## Tareas
- a) Según el reportaje sobre la madre que aprende a dibujar, ¿cuántos brazos tienen las personas que ella dibuja y de dónde salen?
- b) Prosigue el reportaje sobre la madre que aprende a dibujar a partir de su última frase.

Este reportaje de Marta Villar publicado en La Opinión de A Coruña, del grupo editorial Prensa Ibérica ha sido galardonado con el Premio Tiflos de la ONCE":

Mi madre aprende a dibujar

Le he dado una libreta y un rotulador y le he pedido que dibuje a una persona. Lleva tres minutos mirando al papel y al infinito. Tras días de decenas de rayas horizontales, le digo que haga un círculo, lo traza. Después que pinte dentro dos puntos, otro en medio, una raya recta debajo. Semanas después mi madre ya sabe dibujar personas, es capaz de ir de la petición a la concepción mental y luego a la ejecución. Dibuja personas con muchas líneas rectas y con cuatro brazos, dos que salen del tronco y otros dos a la altura de los carrillos. Tiene muchos rotuladores de colores pero no se le ocurre colorear salvo que le des los lápices y le digas lo que tiene que hacer. Le he pedido que me retrate a mí. Soy la de arriba, a la izquierda. Mi padre dice que un aire, se me da.

[Datos de etiquetado de contornos]
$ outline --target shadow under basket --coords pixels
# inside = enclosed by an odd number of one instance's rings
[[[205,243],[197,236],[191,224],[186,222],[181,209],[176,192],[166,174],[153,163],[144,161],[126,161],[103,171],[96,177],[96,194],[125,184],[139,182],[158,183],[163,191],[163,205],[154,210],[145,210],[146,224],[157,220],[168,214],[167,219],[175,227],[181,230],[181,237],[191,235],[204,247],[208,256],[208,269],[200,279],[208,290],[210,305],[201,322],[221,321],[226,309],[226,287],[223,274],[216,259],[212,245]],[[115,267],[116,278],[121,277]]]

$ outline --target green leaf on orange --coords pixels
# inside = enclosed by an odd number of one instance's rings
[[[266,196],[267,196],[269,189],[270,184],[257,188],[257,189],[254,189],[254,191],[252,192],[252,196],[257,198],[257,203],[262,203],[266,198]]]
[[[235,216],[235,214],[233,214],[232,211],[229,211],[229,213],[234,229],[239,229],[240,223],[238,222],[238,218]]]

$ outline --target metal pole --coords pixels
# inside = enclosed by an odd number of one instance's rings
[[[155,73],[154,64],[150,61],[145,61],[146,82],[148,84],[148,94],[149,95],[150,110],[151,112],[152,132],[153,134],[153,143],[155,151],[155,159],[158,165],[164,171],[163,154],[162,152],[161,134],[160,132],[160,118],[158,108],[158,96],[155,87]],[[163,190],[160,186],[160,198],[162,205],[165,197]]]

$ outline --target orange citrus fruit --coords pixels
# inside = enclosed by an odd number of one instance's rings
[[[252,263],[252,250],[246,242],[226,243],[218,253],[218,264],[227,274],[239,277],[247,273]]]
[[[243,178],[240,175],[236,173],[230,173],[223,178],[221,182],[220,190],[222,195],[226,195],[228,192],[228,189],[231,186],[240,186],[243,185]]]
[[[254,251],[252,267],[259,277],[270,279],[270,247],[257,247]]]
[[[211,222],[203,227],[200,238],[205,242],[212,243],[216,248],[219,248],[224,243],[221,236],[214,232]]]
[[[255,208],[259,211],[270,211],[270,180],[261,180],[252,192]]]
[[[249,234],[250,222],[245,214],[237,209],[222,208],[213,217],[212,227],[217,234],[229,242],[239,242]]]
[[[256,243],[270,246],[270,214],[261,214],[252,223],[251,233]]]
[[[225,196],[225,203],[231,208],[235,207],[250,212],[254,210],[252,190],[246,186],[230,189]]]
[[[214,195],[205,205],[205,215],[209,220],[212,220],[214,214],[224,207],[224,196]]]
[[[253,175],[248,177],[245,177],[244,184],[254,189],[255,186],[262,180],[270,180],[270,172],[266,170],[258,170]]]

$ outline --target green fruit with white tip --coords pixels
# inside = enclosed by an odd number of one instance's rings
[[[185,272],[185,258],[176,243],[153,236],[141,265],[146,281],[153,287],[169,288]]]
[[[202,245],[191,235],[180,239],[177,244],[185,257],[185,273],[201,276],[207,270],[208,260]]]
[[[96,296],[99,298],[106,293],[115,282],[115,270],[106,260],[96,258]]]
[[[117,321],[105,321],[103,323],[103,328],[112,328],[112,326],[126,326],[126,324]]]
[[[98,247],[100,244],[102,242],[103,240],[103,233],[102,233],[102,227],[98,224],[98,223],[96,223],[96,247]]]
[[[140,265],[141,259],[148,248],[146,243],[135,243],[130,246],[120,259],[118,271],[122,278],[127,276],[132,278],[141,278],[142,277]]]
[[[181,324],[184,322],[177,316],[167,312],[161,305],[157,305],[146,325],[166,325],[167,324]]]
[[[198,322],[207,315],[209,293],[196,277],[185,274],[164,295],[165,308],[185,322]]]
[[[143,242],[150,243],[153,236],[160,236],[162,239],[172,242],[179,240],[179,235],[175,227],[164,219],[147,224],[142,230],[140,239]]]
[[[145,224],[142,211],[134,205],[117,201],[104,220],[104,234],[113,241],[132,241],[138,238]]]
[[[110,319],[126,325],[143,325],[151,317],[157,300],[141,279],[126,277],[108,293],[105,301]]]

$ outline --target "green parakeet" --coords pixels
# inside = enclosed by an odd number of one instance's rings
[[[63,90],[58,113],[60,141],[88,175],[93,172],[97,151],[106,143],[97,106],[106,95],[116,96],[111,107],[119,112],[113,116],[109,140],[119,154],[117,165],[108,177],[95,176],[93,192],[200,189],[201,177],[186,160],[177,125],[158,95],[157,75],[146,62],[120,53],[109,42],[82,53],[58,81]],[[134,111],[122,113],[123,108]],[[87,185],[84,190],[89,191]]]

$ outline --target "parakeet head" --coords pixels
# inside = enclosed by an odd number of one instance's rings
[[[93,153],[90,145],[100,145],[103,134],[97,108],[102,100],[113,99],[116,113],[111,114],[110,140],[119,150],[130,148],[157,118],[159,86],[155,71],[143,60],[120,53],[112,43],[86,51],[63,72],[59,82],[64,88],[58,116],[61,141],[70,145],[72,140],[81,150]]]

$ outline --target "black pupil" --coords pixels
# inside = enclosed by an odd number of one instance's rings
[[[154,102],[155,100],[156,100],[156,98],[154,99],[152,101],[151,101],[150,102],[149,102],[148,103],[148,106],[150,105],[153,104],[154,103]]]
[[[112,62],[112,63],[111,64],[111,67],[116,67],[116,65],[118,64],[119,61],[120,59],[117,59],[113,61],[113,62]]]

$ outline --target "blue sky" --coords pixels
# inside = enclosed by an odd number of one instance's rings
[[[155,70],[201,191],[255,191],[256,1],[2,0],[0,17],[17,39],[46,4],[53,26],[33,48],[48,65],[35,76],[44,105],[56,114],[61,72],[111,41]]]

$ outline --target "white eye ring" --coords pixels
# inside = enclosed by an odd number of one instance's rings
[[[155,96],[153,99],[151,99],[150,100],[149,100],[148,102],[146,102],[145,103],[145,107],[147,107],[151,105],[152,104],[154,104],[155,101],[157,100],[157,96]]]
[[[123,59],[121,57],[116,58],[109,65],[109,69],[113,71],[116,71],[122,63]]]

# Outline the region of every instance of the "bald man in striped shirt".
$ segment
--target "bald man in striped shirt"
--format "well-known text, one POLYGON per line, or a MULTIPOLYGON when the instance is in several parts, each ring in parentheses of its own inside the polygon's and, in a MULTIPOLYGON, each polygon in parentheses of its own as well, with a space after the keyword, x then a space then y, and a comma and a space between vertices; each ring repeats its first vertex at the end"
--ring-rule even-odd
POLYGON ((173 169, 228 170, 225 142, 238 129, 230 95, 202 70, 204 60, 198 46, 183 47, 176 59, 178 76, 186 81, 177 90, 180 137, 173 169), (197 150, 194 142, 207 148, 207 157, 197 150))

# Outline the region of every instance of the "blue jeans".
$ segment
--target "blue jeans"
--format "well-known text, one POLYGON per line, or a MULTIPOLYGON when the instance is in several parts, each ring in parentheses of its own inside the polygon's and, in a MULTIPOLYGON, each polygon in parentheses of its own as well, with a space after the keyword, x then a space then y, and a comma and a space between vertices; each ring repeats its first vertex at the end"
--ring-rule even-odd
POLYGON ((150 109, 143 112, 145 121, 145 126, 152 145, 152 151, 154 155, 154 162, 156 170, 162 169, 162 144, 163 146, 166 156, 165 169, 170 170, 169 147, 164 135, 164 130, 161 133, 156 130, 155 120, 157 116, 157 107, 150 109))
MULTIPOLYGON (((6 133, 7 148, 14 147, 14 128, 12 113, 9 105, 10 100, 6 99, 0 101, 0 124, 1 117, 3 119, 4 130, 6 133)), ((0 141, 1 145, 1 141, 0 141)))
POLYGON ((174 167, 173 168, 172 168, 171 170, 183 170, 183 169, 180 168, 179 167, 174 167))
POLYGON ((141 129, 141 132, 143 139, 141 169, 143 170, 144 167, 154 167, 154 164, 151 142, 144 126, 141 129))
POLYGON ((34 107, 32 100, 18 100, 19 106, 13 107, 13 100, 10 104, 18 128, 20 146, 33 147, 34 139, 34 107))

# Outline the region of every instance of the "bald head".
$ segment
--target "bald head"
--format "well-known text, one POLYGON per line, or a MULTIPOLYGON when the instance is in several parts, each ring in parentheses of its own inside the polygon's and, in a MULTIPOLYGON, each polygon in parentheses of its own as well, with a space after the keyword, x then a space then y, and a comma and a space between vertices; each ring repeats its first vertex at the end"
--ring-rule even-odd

## Respuestas
- a) Cuatro: dos salen del tronco y otros dos, a la altura de los carrillos.

- b)
Mi madre murió el verano de 2011 al mediodía tras invadir el carril contrario, chocar frontolateralmente con otro coche y rebotar contra el guardarraíl del otro lado. Fue reanimada y voló en helicóptero a Compostela donde estuvo casi un mes en coma hasta que despertó un bebé que no podía dejar de sacudirse ni arrancarse la ropa, que tardó meses en reaprender a hablar y caminar. Sus recuerdos se borraron, su lenguaje se llenó de palabras inventadas u olvidadas y su memoria caduca a los pocos segundos. Quiero una galleta podía repetirlo doscientas veces y para ella siempre era la primera.

Tras dos años de terror doméstico con gritos, insultos y agresiones día y noche de aquel animal salvaje que adquirió una fuerza física descomunal, que nunca tenía sueño, que nunca se cansaba y se consumía de ansiedad, acertamos con el cóctel perfecto de pastillas con las que poder tranquilizarla a ella y sobrevivir nosotros, que anulaba su voluntad y mataba los restos de su personalidad pero que permitía la convivencia en el hogar. El dolor de estar mirando a una madre sentada en el sofá mientras piensas cuánto la echas de menos.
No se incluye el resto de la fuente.